Write the next part of the post about the claimed lost tomb of Jesus, starting right after its last sentence.

*** Study text Section Begins ***

Thursday, March 01, 2007

Lost Tomb of Jesus?


The Discovery Channel plans to air a TV special claiming to have found ossuaries (burial boxes) that contained the bones of Jesus and his family. In other words, they claim to have evidence that Jesus never rose from the dead.
To bolster this claim, they point out that one of the ossuaries is engraved with "Jesus son of Joseph," and the other family names were Mary, Mariamne (which they claim is Mary Magdalene), Judah son of Jesus, and Matthew (which they claim is the apostle Matthew, although there is no explanation of how the apostle got into the family). They then claim that statistically this is highly unlikely that these same family names are all together.
One would think that such sensational claims would only be made with careful documentation, yet according to The Jerusalem Post, the archaeologist who first did the excavation of these ossuaries in 1980 says that the current claims of the TV show are "impossible" and "nonsense." He points out that the family names found are very common, noting that there have been three or four other ossuaries found that are inscribed "Jesus son of Joseph."
In an article in Baptist Press, professor Darrel Black of Dallas Theological Seminary points out how common the names are on the ossuary. Joseph was the 2nd most common name, Jesus was sixth, and Matthew was ninth. Mary was the most common female name, given to 21% of all females at the time!
Just think about the implications of what The Discovery Channel's show is claiming. They claim that Jesus' body lay decaying in a tomb in Jerusalem while the disciples were boldly telling everybody in Jerusalem that he was alive. The Christians publicly charged the religious authorities with murder, saying "This Jesus whom you crucified is alive" (Acts 2:36). The religious authorities had the apostles jailed several times, and ordered them not to preach about Jesus. So why didn't they search for his decaying body and put an end to Christianity? Yet none of the early opponents of Christianity denied that the tomb was empty. They argued that the disciples stole the body or that Jesus swooned on the cross and woke up in the tomb, but nobody denied the tomb was empty. Isn't it interesting that The Discovery Channel can make a claim that the earliest opponents of Christianity never thought to claim?

*** Study text Section Ends ***
*** Information provided Section Begins ***

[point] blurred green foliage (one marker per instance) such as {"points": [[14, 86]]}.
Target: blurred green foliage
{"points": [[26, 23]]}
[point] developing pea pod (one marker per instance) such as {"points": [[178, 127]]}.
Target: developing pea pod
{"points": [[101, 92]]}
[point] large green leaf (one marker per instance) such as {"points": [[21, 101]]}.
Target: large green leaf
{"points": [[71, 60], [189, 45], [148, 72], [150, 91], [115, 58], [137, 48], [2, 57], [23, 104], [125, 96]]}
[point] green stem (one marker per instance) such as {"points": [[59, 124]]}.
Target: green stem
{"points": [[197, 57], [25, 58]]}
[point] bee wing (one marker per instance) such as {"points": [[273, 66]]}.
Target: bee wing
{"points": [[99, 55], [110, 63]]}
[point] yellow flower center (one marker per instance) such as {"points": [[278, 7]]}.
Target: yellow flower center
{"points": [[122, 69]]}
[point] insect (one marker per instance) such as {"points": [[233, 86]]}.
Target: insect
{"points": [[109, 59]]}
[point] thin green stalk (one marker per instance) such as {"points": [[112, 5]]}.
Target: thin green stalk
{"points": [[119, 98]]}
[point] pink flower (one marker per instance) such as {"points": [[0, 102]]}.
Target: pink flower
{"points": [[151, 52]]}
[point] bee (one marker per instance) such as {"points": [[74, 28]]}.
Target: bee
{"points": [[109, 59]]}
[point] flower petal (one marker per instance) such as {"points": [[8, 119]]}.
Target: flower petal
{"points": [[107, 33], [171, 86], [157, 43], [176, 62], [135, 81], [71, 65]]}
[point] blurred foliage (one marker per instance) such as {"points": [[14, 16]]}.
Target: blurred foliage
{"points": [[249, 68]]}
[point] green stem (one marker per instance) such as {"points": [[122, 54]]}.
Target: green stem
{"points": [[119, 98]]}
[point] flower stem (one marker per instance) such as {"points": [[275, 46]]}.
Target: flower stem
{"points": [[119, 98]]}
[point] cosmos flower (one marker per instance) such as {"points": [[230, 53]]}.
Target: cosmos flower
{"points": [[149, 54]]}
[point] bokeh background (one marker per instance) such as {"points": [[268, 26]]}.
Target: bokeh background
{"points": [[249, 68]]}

*** Information provided Section Ends ***

— Expected output —
UPDATE ON MARCH 3: Scientific American published an interesting article on their website in which they interviewed the same scholars used by The Discovery Channel. When he began asking them questions, he said, "I encountered more than a few angry scholars and archaeologists." He talked to Tal Ilan, the statistical scholar whom The Discovery Channel quoted to claim that the names on the ossuaries must be the family of Jesus. She expressed outrage at how the TV show twisted her words. Carney Matheson, the scholar whose DNA studies of the particles scraped from two of the ossuaries, said that the DNA results mean "absolutely nothing."

1 comment:

Bloodiest of Ladies said...

Do they really intend to air this show? That's amazing! I'm not saying that people should overlook scientific evidence, but this would seem to be anything but scientificly sound. They can't really be drawing conclusions from the names Jesus, Mary, Joseph and Matthew being in one tomb from so long ago. Not only were those names so very common then, but the Biblical stories have inspired them to be even more so since. I'm forced to wonder how many families there are RIGHT NOW with all of those names involved....

If non-Christians want to make a point they should stick to what they've always considered their strong point, science. They only push people in exactly the way they accuse Christians of pushing with this sort of thing.